What is required: Emit only the lines from the line containing "Task: find each instance of the arm" through the last line of the entries, unchanged.
+++ Record excerpts
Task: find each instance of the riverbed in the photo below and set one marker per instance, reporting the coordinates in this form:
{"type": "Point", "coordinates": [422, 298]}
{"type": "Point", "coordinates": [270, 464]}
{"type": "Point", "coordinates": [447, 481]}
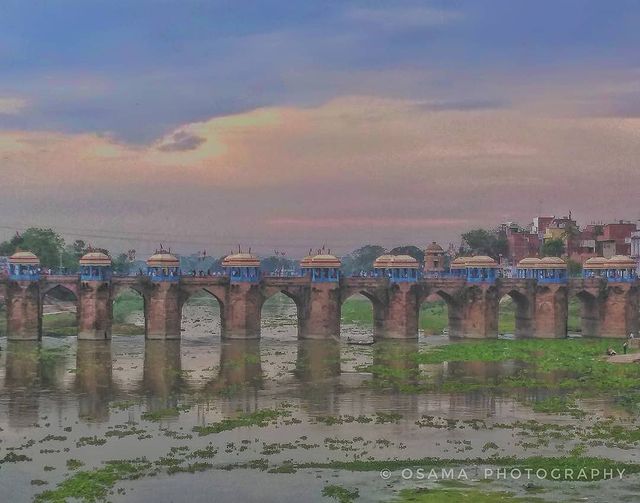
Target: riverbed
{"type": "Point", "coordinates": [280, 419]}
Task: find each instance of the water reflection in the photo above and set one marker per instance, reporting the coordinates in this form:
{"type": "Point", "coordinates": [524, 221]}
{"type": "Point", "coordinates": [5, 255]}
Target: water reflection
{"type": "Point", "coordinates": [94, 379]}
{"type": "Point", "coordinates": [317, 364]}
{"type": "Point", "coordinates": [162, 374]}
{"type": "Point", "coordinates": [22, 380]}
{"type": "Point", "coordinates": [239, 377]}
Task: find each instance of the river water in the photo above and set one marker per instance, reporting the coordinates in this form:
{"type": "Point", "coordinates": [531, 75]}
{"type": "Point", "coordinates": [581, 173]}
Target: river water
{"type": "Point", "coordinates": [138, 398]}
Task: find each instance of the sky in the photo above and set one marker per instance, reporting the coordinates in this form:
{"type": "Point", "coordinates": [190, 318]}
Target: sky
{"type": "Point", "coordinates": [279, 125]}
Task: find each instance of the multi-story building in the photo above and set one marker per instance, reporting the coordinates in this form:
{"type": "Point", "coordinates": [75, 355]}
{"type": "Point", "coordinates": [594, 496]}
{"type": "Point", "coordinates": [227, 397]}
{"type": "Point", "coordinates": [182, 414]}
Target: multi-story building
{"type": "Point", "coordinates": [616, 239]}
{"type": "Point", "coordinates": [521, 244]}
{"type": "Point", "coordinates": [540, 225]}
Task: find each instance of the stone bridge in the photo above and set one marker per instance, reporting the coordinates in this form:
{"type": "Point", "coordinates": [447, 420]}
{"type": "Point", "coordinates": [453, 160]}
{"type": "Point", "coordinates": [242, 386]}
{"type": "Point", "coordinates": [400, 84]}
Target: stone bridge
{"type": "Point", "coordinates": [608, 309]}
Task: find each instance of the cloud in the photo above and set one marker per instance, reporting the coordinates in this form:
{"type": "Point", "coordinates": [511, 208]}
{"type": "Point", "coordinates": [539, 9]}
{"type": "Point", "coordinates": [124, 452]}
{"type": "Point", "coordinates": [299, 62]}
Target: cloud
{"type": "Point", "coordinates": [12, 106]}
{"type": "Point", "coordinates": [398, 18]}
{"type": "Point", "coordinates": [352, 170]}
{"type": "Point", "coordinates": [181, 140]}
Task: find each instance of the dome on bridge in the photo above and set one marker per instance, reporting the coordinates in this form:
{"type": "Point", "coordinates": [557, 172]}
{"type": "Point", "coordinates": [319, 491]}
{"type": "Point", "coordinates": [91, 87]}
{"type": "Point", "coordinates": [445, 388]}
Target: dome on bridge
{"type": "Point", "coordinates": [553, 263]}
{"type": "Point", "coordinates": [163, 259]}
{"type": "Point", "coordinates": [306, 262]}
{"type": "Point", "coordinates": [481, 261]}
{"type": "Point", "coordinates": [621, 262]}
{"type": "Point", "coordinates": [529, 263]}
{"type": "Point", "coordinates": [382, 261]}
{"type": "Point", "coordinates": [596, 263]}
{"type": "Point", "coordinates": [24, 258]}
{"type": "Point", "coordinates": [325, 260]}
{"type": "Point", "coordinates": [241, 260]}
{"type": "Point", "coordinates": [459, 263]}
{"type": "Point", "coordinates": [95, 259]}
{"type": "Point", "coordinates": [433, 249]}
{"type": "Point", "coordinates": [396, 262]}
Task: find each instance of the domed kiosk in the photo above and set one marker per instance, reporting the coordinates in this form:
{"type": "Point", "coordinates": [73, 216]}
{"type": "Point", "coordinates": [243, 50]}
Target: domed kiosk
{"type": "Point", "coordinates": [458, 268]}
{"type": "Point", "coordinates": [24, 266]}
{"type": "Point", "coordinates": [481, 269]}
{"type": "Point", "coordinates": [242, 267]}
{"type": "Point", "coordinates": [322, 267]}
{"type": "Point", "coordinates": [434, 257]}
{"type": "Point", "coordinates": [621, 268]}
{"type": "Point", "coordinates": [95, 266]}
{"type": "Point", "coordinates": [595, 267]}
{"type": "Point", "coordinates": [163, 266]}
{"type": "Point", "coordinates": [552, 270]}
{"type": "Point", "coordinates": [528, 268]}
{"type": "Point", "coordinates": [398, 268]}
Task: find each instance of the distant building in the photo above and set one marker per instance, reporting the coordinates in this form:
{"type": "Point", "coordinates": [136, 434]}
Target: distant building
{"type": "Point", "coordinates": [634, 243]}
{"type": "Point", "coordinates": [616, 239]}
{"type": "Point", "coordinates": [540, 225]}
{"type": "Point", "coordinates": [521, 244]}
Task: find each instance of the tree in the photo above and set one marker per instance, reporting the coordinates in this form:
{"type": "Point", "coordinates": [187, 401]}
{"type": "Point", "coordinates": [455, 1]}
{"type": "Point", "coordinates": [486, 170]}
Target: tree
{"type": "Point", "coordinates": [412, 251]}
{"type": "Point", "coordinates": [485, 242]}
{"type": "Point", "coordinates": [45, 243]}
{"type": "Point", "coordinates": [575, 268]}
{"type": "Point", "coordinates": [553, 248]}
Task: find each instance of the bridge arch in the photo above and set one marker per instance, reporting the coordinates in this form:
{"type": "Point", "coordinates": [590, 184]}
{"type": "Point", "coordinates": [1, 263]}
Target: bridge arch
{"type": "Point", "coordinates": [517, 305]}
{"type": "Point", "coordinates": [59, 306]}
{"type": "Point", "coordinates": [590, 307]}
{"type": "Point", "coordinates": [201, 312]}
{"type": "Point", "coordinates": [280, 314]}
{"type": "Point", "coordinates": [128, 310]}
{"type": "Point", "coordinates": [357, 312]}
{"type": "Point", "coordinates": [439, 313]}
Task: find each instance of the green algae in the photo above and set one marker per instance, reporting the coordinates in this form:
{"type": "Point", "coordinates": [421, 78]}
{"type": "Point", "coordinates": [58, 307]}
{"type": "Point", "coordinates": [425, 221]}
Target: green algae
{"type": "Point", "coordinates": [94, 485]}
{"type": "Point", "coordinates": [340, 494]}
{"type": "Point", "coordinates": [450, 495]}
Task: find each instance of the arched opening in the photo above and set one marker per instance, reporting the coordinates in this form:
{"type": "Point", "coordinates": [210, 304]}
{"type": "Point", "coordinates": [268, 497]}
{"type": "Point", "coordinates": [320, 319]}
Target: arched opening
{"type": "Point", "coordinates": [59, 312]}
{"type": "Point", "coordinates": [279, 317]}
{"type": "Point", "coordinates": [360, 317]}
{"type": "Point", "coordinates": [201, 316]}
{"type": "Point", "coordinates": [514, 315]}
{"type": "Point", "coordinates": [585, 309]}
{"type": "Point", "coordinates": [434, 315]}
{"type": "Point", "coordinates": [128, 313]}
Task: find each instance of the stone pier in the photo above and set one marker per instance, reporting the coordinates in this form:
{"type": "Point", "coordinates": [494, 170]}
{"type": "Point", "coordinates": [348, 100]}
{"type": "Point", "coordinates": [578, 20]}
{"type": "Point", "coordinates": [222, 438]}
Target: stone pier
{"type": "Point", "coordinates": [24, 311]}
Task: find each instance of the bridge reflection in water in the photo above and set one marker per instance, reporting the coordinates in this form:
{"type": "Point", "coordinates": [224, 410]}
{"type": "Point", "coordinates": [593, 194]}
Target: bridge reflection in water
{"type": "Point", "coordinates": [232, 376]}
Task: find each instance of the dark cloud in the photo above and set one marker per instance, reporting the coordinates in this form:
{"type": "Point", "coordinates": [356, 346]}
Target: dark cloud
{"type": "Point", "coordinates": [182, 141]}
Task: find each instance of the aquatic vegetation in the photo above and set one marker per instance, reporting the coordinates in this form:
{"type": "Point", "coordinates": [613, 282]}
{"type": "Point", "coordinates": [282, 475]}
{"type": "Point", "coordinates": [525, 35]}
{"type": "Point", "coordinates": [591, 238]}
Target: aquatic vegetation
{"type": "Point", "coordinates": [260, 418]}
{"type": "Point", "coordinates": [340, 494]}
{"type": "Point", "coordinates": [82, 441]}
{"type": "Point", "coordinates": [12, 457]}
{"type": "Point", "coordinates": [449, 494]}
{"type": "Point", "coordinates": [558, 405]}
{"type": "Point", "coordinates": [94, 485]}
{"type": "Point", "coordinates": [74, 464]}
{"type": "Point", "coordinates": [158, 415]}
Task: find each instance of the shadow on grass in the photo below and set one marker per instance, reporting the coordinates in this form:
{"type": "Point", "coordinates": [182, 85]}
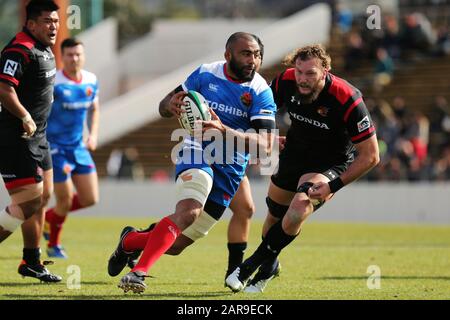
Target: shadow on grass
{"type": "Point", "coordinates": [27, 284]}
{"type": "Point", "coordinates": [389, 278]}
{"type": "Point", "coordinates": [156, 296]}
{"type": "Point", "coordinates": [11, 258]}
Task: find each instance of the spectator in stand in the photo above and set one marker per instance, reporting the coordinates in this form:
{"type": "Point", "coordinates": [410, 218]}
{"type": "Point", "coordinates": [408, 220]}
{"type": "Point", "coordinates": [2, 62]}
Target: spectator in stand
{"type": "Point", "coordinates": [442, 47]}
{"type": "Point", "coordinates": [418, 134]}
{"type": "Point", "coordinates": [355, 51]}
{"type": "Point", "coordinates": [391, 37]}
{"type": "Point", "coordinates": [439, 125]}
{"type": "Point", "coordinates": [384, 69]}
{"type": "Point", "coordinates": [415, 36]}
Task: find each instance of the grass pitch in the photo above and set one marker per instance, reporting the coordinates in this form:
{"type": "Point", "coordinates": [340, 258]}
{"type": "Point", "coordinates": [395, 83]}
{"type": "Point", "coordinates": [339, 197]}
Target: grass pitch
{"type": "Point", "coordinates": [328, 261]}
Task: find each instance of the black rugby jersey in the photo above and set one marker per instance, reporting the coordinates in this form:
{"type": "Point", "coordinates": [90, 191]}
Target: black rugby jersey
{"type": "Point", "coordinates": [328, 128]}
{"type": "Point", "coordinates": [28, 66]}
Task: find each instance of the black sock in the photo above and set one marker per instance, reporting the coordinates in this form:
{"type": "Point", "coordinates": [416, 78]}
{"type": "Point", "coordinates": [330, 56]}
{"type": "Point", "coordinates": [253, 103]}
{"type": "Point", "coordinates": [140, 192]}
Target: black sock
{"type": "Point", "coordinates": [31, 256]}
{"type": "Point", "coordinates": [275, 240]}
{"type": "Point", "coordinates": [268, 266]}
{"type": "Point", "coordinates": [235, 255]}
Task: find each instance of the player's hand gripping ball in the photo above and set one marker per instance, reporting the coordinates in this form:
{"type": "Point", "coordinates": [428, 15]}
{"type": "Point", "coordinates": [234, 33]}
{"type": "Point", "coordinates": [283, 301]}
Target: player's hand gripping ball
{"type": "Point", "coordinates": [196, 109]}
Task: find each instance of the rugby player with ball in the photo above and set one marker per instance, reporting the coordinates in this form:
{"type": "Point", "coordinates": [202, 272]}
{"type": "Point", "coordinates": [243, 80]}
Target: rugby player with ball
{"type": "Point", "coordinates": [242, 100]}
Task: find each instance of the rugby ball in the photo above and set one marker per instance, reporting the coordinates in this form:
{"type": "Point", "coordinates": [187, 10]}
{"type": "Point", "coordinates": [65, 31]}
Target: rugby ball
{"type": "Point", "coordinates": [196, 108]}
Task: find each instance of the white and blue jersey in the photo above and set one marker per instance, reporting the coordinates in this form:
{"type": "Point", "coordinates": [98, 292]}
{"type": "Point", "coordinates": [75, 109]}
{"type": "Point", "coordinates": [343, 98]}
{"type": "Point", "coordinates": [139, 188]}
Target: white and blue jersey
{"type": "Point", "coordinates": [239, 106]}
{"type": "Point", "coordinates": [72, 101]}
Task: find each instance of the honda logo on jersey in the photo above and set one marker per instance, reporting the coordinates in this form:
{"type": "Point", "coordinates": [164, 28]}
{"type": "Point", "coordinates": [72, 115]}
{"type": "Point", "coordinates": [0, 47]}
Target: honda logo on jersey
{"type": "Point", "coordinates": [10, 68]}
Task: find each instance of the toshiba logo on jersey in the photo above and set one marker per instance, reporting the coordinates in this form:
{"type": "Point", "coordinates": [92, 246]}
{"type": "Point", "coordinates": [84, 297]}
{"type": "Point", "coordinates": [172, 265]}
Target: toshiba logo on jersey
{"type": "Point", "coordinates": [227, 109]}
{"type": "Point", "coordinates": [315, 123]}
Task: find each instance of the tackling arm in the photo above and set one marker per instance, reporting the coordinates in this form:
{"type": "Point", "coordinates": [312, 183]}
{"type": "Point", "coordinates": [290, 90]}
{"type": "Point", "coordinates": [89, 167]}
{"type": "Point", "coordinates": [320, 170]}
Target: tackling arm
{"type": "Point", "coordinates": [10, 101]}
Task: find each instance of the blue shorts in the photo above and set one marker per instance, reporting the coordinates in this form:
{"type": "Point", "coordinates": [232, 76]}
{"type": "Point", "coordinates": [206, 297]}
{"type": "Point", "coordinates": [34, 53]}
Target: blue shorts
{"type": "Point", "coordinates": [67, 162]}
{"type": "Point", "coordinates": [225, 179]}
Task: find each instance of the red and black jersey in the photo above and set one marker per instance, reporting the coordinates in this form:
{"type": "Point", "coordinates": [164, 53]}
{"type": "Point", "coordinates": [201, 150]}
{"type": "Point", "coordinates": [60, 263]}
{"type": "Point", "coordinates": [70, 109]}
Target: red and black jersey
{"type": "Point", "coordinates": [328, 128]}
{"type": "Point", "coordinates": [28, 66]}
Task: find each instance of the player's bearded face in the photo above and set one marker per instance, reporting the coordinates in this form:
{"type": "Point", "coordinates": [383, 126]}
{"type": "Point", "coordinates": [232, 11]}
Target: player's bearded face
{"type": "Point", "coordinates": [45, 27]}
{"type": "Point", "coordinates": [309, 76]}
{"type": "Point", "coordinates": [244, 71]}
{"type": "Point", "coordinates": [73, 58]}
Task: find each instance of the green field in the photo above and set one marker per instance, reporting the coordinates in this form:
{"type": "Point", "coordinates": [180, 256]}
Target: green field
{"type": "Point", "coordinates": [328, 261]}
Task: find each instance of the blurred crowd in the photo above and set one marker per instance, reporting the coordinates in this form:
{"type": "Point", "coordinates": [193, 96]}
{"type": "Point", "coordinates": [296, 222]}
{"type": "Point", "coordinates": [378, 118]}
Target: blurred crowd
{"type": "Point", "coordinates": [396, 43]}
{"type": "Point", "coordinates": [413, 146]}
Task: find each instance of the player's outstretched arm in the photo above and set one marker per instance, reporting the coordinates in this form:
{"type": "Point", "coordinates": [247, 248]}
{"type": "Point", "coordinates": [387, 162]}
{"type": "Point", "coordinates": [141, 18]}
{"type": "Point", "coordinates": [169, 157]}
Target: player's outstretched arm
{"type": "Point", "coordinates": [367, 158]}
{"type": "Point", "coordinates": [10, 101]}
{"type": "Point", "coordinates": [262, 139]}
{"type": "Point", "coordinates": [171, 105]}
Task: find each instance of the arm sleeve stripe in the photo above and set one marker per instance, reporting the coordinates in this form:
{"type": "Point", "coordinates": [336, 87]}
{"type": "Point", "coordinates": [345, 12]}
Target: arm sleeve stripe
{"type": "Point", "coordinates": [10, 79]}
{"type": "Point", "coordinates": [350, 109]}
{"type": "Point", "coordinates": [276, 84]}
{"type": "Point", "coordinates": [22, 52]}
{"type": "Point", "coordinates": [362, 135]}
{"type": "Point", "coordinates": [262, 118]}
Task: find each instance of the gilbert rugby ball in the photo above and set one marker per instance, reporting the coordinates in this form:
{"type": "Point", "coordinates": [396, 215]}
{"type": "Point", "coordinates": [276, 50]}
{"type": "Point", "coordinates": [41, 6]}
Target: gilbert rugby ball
++++++
Exercise response:
Task: find each instance of the arm sleeve stripe in the photo above and set one marker per instance, reporting the coordinates in this form:
{"type": "Point", "coordinates": [336, 87]}
{"type": "Point", "coordinates": [345, 12]}
Target: arm sleeve stripe
{"type": "Point", "coordinates": [10, 79]}
{"type": "Point", "coordinates": [350, 109]}
{"type": "Point", "coordinates": [276, 84]}
{"type": "Point", "coordinates": [22, 52]}
{"type": "Point", "coordinates": [362, 135]}
{"type": "Point", "coordinates": [262, 118]}
Task: find each instance of the gilbert rugby ball in the photo above and set one marker per instance, reporting the coordinates in this form:
{"type": "Point", "coordinates": [396, 215]}
{"type": "Point", "coordinates": [276, 50]}
{"type": "Point", "coordinates": [41, 6]}
Target: gilbert rugby ball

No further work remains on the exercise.